Perhaps his genius stemmed from his profound common sense and pithy ability to distill what everyone had to be thinking into the lingua franca: “When he wrote lines such as, “Are you scared stiff your first color television set’s gonna turn out to be a $500 dog?”, he was thinking about his mother in Brooklyn. “

But the Della Femina magic touch had just begun:

[Della Femina had started at] one of the smaller, Jewish agencies. He says: “I worked there for two, three months and I was coming down in the elevator one night at 9.30pm and the new boss gets on and he says, ‘Workin’ late tonight, kid?’ And I said: ‘Ma nishtana halayla haze mikol haleilot?’ which is a Hebrew prayer meaning, ‘Why is this night different from any other?’ He gave me a $3,000 raise before the elevator hit the bottom.” Not every Italian kid from Gravesend, Brooklyn, could pull that off.

This begs the question: Could anyone pull that off today?

Della Femina seems to have mixed feelings on how the advertising business has evolved. Under “Progress,” one must surely count:

  • That people no longer smoke four packs of cigarettes a day,
  • That the “three-martini lunch” made immortal by Madison Avenue itself, has waned, permitting useful work to be done in the second half of the day,
  • That casual sexism is a thing of the past, at least in the open,
  • That formal sexism is very much a thing of the past (Get this: “For 25 years his firm ran a secret sex contest, in which people voted for the person they would most like to sleep with. The winners would get a weekend together at The Plaza Hotel, and the event lasted into the 1990s”)
  • Clients would not say to an Italian from Brooklyn (as Ford Motors did) that they didn’t want someone “of your kind”
  • And people who succeed and buy nice clothes are not told, as Della Femina’s mother told his wife, wearing a “fabulous” outfit, “you look like a Jew.”

On the “What We’ve Lost” front, count:

  • Computers: According to Della Femina, they’re wonderful but they’re cold, and what comes out of them is cold.
  • Less risk-taking in copywriting or art direction: “People just basically sort of do their job.”
  • There really was more creativity then: People meeting with giant note pads and art directors with drawing pads. Now it’s PowerPoint.

And the cryptic “from the wonderful folks who brought you Pearl Harbor”? His brainstorm when a large agency he’d just moved to was pitching the Panasonic account. “The room fell silent,” the FT dutifully reports.

His persona, of the original mad man, did have this effect: He knew he had clinched an account when an executive at the potential client said “You are not as crazy as I thought you’d be.”

The tale of his skirmish with the elders of the town of East Hampton is also priceless. Shortly after buying a house there, he opened a fruit and vegetable store, Jerry and David’s Red Horse Market. First, the town required him to paint the shop in regulation green. He refused. Clash. Next, he placed pumpkins outside, and was told that they were impermissible”advertising”. He said, “I am an advertising guy, and let me assure you those are not advertisements, those are pumpkins.”

§ Dataset extract:
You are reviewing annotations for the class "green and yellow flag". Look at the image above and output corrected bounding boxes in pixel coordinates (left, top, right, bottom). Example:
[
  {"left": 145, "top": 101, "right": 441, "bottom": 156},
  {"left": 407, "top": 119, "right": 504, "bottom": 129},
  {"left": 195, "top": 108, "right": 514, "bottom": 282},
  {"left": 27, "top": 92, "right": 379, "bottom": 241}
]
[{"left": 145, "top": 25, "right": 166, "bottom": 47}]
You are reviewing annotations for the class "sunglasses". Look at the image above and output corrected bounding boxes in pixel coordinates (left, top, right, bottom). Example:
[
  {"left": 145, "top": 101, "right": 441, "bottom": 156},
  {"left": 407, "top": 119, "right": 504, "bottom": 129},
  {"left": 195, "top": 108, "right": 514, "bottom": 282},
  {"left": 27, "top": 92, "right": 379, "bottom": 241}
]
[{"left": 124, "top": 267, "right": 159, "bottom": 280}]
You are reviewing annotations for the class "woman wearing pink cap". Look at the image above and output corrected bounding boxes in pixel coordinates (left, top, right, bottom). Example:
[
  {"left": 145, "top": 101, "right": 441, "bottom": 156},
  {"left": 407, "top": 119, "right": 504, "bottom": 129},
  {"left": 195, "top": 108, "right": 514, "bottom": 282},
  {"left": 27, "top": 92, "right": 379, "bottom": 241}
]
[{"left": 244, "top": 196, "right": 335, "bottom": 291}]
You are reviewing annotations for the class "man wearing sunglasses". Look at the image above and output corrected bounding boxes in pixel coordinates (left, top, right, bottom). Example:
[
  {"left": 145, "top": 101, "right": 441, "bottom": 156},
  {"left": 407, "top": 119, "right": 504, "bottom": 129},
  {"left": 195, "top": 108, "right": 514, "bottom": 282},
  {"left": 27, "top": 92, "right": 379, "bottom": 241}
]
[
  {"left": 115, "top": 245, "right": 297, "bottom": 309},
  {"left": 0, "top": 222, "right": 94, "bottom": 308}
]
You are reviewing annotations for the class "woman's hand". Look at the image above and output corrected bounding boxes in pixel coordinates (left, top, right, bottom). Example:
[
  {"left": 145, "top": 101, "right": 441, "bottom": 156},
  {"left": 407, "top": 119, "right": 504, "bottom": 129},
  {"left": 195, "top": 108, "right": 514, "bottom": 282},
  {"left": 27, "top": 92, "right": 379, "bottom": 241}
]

§ Exercise requirements: Rewrite the Della Femina article from "[Della Femina had" to "that off today?", changing "elevator" to "lift" throughout.

§ Answer to this task:
[Della Femina had started at] one of the smaller, Jewish agencies. He says: “I worked there for two, three months and I was coming down in the lift one night at 9.30pm and the new boss gets on and he says, ‘Workin’ late tonight, kid?’ And I said: ‘Ma nishtana halayla haze mikol haleilot?’ which is a Hebrew prayer meaning, ‘Why is this night different from any other?’ He gave me a $3,000 raise before the lift hit the bottom.” Not every Italian kid from Gravesend, Brooklyn, could pull that off.

This begs the question: Could anyone pull that off today?